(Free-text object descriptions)
========

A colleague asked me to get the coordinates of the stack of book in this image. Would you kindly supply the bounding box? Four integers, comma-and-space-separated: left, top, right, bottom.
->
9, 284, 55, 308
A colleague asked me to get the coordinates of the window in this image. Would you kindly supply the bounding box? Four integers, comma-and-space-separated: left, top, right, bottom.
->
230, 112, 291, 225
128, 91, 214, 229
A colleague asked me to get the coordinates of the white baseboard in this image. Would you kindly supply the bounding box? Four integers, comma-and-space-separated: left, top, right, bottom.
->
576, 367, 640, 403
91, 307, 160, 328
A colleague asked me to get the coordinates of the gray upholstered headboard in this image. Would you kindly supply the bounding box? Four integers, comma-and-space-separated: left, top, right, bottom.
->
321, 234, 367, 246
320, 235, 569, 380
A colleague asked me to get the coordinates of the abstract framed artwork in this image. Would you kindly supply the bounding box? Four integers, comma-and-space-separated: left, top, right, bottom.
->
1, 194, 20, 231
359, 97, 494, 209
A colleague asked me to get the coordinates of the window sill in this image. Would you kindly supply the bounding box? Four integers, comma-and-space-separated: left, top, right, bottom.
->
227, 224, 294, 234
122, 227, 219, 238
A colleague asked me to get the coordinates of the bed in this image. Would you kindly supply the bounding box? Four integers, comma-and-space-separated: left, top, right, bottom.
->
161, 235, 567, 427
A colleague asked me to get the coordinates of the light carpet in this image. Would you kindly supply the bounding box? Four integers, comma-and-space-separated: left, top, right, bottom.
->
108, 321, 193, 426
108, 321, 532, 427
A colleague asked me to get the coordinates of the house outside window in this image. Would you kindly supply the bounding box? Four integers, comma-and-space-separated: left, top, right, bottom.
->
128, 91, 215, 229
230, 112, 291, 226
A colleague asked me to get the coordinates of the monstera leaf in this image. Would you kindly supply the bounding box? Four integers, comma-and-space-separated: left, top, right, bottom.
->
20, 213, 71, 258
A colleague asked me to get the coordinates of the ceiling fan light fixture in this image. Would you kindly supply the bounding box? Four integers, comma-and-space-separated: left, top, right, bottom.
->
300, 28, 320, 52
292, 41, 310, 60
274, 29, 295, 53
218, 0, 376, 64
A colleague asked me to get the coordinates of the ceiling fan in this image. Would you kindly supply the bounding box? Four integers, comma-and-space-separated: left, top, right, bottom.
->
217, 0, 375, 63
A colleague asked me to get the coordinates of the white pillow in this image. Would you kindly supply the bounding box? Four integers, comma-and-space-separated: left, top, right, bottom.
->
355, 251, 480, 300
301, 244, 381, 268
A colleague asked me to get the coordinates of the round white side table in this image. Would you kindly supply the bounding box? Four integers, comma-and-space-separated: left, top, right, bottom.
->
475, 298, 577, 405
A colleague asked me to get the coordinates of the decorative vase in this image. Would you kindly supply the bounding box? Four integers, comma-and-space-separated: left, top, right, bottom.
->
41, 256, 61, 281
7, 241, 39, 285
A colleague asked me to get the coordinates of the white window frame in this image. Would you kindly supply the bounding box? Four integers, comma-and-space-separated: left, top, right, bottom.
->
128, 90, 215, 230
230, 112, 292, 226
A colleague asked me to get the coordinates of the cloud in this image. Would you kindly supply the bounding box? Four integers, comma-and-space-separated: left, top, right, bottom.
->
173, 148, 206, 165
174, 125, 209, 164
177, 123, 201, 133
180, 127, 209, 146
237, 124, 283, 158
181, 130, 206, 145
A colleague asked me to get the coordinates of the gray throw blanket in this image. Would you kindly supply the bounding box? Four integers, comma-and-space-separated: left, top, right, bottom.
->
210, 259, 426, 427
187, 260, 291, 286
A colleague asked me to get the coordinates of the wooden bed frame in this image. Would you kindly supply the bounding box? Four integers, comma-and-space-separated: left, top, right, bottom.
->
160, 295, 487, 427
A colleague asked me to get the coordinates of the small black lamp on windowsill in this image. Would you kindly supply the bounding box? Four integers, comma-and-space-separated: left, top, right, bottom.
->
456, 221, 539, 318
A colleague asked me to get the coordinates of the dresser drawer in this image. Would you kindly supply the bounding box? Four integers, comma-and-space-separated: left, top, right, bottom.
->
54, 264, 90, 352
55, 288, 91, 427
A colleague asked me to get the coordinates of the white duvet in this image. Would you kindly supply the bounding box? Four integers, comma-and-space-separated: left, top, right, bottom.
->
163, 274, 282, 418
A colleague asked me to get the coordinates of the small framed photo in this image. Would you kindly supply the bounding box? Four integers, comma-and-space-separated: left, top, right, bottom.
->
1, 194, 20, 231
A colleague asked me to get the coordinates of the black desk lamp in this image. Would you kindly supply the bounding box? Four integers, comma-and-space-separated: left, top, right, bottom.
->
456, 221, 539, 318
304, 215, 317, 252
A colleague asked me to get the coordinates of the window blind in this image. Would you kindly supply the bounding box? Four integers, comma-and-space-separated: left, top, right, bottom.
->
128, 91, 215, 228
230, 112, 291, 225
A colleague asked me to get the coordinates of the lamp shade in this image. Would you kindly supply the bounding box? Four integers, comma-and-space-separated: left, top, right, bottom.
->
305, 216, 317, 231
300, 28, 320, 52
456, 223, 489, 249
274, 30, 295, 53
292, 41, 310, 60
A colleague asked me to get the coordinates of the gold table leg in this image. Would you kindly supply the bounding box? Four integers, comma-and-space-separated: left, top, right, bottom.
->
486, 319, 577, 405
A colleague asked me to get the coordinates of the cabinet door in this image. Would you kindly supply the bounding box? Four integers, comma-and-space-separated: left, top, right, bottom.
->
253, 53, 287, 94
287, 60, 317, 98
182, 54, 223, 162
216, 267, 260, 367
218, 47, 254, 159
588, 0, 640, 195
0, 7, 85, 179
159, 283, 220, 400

========

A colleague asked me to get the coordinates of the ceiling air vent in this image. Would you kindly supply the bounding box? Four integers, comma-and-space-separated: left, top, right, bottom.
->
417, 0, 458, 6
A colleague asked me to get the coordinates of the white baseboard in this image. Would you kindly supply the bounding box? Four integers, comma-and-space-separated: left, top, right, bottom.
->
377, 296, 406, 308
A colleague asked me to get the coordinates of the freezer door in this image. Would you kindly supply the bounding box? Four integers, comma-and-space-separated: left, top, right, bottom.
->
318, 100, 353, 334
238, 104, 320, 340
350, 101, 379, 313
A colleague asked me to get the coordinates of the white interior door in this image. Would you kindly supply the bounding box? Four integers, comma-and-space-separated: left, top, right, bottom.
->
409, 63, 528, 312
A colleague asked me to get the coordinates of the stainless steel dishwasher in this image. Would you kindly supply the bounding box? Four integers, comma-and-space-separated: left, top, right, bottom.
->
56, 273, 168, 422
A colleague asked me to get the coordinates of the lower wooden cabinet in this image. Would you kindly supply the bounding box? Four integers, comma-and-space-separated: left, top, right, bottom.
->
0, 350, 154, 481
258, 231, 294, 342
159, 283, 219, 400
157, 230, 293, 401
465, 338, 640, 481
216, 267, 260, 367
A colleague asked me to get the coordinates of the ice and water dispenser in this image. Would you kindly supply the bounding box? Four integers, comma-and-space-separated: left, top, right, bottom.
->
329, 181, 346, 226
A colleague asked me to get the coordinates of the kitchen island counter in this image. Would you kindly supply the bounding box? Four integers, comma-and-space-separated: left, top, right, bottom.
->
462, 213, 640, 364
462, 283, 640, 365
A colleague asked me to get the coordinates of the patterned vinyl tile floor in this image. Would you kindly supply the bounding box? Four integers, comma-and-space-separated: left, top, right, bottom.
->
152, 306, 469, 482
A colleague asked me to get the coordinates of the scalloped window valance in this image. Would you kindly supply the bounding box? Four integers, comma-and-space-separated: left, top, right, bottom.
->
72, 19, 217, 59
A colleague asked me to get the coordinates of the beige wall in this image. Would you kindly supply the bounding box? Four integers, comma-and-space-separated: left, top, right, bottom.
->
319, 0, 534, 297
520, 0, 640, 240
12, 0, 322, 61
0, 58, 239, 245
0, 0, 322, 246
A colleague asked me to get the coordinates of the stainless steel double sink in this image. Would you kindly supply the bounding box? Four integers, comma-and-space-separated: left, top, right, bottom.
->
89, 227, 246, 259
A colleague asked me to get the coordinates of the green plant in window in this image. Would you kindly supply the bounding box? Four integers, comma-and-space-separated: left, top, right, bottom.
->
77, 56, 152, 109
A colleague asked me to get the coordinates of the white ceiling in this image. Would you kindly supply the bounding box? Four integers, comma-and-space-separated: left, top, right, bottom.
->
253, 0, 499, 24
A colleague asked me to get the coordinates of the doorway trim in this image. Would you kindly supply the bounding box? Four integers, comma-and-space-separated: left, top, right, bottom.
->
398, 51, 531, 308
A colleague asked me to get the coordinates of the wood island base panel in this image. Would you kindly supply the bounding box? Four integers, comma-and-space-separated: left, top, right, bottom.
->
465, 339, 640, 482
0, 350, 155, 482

========

■ **EXERCISE DETAILS**
A single integer is the expected output: the number of lines in the data that include the word "island".

■ **OUTPUT FOR THIS TASK**
2